WHAT TO WORK ON: The data below has to be returned exactly, down to the last character.

AVAILABLE DATA:

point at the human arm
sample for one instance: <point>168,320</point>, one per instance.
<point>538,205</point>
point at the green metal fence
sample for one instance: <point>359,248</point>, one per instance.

TASK OUTPUT:
point at the human arm
sample for one instance: <point>168,320</point>, one per instance.
<point>538,205</point>
point at the green metal fence
sample for one instance: <point>359,248</point>, one per instance.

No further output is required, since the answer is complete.